Task goal >> Display every line of the items below that contains the word "white", copying each line in full.

━━━━━━━━━━━━━━━━

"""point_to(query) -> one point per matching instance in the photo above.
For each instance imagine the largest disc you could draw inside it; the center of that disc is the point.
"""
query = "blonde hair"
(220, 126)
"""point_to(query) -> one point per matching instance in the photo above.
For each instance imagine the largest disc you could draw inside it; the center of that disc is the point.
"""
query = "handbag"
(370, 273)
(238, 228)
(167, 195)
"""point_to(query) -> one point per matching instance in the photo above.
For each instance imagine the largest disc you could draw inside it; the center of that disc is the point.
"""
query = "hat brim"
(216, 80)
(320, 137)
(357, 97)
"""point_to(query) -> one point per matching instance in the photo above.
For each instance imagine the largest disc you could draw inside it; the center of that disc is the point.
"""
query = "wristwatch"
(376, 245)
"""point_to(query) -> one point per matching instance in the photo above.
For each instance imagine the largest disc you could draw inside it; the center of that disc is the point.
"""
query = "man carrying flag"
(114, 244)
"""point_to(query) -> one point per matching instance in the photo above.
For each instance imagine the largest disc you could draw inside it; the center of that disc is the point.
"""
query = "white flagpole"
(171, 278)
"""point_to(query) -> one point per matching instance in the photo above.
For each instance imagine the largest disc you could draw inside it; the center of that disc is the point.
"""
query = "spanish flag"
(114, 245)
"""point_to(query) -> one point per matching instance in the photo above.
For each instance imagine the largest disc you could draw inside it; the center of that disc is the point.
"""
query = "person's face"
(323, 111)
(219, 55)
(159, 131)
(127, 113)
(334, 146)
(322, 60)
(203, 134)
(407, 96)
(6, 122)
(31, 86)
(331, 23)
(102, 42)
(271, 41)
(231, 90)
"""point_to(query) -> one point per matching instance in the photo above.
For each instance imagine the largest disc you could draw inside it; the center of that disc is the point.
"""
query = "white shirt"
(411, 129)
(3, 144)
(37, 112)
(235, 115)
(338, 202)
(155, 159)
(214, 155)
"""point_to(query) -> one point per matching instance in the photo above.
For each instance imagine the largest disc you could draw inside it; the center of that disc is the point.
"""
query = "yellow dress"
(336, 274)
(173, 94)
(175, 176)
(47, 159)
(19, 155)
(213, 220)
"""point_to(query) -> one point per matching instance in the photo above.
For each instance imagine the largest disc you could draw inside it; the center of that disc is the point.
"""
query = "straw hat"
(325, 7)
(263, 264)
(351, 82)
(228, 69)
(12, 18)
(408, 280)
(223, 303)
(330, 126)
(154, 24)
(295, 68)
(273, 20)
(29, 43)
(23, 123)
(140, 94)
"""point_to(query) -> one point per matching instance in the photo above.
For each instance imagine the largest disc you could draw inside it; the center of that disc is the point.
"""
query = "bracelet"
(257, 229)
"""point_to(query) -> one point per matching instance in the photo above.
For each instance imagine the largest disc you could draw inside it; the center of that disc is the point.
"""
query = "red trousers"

━━━━━━━━━━━━━━━━

Solution below >>
query = "white flagpole"
query = "white shirt"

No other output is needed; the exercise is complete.